[To be done]:
Quote the whole listing verbatim.

════════

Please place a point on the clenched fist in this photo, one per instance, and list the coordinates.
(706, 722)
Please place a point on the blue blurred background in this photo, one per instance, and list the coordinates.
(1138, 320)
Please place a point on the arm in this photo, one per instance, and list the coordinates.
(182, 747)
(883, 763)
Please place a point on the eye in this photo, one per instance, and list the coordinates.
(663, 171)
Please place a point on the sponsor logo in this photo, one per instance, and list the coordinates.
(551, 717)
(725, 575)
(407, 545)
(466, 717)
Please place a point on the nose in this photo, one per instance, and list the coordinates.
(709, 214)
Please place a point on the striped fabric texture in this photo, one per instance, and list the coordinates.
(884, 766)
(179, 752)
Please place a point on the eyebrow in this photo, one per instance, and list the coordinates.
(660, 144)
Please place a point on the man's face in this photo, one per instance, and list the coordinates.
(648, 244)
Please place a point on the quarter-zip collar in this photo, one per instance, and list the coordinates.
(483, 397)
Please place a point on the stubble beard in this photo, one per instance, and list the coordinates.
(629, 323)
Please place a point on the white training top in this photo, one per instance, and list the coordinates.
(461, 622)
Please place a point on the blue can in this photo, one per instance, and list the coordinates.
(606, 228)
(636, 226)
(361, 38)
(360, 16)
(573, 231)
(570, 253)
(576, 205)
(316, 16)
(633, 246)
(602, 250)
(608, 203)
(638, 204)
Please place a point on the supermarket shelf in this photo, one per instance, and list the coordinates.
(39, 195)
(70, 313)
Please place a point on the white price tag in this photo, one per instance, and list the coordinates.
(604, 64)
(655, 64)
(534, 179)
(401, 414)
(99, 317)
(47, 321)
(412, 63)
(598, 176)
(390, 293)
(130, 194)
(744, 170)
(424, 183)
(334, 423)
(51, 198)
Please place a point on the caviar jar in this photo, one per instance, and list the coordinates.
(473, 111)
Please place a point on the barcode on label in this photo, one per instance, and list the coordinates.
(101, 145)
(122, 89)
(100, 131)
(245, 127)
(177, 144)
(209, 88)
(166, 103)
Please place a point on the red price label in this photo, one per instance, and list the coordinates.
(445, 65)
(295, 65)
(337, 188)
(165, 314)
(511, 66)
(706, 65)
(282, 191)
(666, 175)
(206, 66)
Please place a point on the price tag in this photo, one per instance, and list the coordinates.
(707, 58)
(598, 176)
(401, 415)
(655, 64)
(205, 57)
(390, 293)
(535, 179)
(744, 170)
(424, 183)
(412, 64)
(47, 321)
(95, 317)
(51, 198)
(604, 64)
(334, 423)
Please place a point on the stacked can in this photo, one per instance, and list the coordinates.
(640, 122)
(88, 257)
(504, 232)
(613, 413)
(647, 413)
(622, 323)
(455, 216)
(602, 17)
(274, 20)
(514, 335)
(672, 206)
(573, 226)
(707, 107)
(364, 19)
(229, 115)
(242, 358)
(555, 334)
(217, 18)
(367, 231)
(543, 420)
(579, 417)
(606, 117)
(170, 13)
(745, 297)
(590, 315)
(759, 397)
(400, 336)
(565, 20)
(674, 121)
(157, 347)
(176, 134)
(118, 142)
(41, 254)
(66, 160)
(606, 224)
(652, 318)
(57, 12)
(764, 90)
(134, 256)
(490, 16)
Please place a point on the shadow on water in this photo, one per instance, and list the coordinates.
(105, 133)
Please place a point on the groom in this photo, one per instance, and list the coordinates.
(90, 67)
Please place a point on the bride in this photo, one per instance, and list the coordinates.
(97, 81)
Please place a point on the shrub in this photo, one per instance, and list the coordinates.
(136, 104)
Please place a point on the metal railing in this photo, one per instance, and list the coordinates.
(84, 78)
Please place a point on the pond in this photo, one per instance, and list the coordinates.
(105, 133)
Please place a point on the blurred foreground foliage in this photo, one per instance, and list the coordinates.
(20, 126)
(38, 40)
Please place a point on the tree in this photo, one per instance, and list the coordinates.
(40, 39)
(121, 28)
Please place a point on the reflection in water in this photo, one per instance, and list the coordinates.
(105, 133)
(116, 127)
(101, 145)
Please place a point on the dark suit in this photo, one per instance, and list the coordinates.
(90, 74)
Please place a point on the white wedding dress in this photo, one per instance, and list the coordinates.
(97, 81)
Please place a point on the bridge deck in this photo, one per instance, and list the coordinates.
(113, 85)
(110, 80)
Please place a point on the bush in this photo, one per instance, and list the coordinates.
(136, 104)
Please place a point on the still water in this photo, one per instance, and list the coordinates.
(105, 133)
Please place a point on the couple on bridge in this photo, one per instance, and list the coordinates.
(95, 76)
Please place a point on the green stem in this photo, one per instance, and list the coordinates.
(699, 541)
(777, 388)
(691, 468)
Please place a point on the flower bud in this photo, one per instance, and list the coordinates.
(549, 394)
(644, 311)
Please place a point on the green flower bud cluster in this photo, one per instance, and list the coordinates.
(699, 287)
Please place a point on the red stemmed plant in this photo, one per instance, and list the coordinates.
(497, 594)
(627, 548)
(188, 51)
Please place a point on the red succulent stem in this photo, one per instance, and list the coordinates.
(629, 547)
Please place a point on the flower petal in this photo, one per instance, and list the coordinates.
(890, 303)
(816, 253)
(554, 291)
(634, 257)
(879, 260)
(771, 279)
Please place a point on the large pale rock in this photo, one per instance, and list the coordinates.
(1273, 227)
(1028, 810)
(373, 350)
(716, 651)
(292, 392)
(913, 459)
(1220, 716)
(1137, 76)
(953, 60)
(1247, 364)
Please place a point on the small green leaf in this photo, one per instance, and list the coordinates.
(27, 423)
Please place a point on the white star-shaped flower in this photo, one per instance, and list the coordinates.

════════

[Worked solution]:
Please place a point on the clenched fist in this photo, one per instance, and list the coordinates.
(706, 722)
Please place a point on the blue blurred background in this photo, one per instance, and list the coordinates.
(1138, 320)
Please place a point on the arm in this photo, one per instance, and list the coordinates.
(182, 747)
(883, 763)
Please place a point on the eye in this photo, one per instance, and list the coordinates.
(663, 171)
Please place a point on the sponsor logo in this photo, one per instance, and list the coordinates.
(551, 717)
(725, 575)
(407, 545)
(466, 717)
Please place a point on the nose in this photo, one per instance, and list the coordinates.
(709, 214)
Please place a point on the striped fabric texture in this photo, one per instance, and list the coordinates.
(884, 766)
(179, 752)
Please place a point on the eyebrow in this photo, one per instance, and list the coordinates.
(660, 144)
Please place a point on the man's face in this photo, one per instance, and list the coordinates.
(648, 244)
Please place a point on the quarter-zip collar in this photo, one per instance, and list the coordinates.
(483, 397)
Please place a point on the stubble beard in this photo, one per instance, and list the coordinates.
(629, 323)
Please place a point on the white training top in this photo, one per instance, and list the coordinates.
(461, 622)
Please place a point on the blue can in this photo, one per instance, and list the coordinates.
(606, 228)
(636, 226)
(361, 38)
(360, 16)
(573, 231)
(570, 253)
(576, 205)
(316, 16)
(633, 246)
(602, 250)
(608, 203)
(638, 204)
Please place a point on the supermarket shelf in this photo, one per instance, and list the coordinates.
(39, 195)
(70, 313)
Please place a point on the white price tag in this photo, one per instance, and list the coordinates.
(604, 64)
(655, 64)
(534, 179)
(401, 414)
(99, 317)
(47, 321)
(412, 63)
(598, 176)
(390, 293)
(130, 194)
(744, 170)
(424, 183)
(334, 423)
(51, 198)
Please place a point on the caviar jar in this photo, one per instance, and list the coordinates.
(473, 111)
Please place a point on the barcode on label in this photo, one per instance, and list the coordinates.
(101, 145)
(122, 89)
(100, 131)
(245, 127)
(177, 144)
(209, 88)
(166, 103)
Please place a point on the red price label in this photo, one per instance, and list the coordinates.
(445, 65)
(295, 65)
(337, 188)
(165, 314)
(511, 66)
(706, 65)
(282, 191)
(666, 175)
(206, 66)
Please place a point on the price tag in this photo, one per instance, and list the coordinates.
(707, 58)
(598, 176)
(401, 415)
(655, 64)
(205, 57)
(390, 293)
(535, 179)
(744, 170)
(424, 183)
(412, 64)
(47, 321)
(95, 317)
(51, 198)
(604, 64)
(334, 423)
Please place a point on the stacked can in this photo, one per instance, and list the coordinates.
(640, 122)
(88, 257)
(504, 232)
(613, 413)
(647, 413)
(622, 323)
(455, 216)
(602, 17)
(274, 20)
(514, 335)
(672, 206)
(573, 226)
(707, 107)
(364, 19)
(229, 115)
(242, 358)
(555, 334)
(217, 18)
(367, 231)
(543, 420)
(579, 417)
(606, 117)
(170, 13)
(745, 297)
(590, 315)
(759, 397)
(400, 336)
(565, 20)
(674, 121)
(157, 347)
(176, 134)
(118, 142)
(41, 254)
(66, 160)
(606, 224)
(652, 318)
(57, 12)
(764, 90)
(134, 256)
(490, 16)
Please place a point on the shadow on water in this photo, one per instance, and list the coordinates.
(105, 133)
Please place a point on the groom in this photo, one per instance, and list the coordinates.
(90, 67)
Please place a point on the bride in this photo, one per instance, and list the coordinates.
(97, 81)
Please place a point on the shrub in this photo, one per instance, and list the coordinates.
(136, 104)
Please place a point on the metal railing in this photo, one per instance, and list the coordinates.
(84, 78)
Please place a point on the pond in this photo, one per instance, and list the coordinates.
(105, 133)
Please place a point on the blurred foreground foliage in this photo, one per instance, and list the coordinates.
(20, 126)
(38, 40)
Please place a point on the tree in this photo, one per instance, and list the coordinates.
(40, 39)
(121, 28)
Please place a point on the reflection in water in this photo, one per instance, and list the coordinates.
(105, 133)
(116, 127)
(101, 145)
Please place a point on the dark suit in this photo, one per instance, and list the coordinates.
(90, 74)
Please place a point on the white wedding dress in this photo, one per instance, and list the coordinates.
(97, 81)
Please place a point on the bridge deck in this photo, one per instance, and list the coordinates.
(113, 85)
(110, 80)
Please place a point on the bush in this photo, one per instance, and list the coordinates.
(136, 104)
Please place a point on the still water in this photo, one per instance, and list the coordinates.
(105, 133)
Please place a point on the couple on bridge in this photo, one per instance, and list the coordinates.
(95, 76)
Please place a point on the green stem in this photo, one per instance, and list the coordinates.
(699, 541)
(777, 388)
(691, 468)
Please place a point on the flower bud in this photo, one per instance, and list the coordinates.
(549, 394)
(644, 311)
Please place a point on the green flower bud cluster in this photo, one per instance, and list the coordinates.
(699, 287)
Please place a point on the red stemmed plant in this photo, one per instance, and list the coordinates.
(497, 594)
(627, 548)
(188, 51)
Please place a point on the red succulent stem in this photo, one per instance, and list the coordinates.
(629, 547)
Please place a point on the flower petal in this photo, one per instance, and list the coordinates.
(890, 303)
(816, 253)
(554, 291)
(634, 257)
(879, 260)
(771, 279)
Please place a point on the large pale rock in this photo, one per instance, and list the coordinates.
(1273, 227)
(1028, 810)
(373, 350)
(716, 651)
(292, 392)
(913, 459)
(1220, 716)
(1137, 76)
(953, 60)
(1247, 364)
Please place a point on the small green leaf in this photo, one per instance, and list the coordinates.
(27, 423)
Please place a point on the white star-shaped flower in this photo, one per instance, and list the coordinates.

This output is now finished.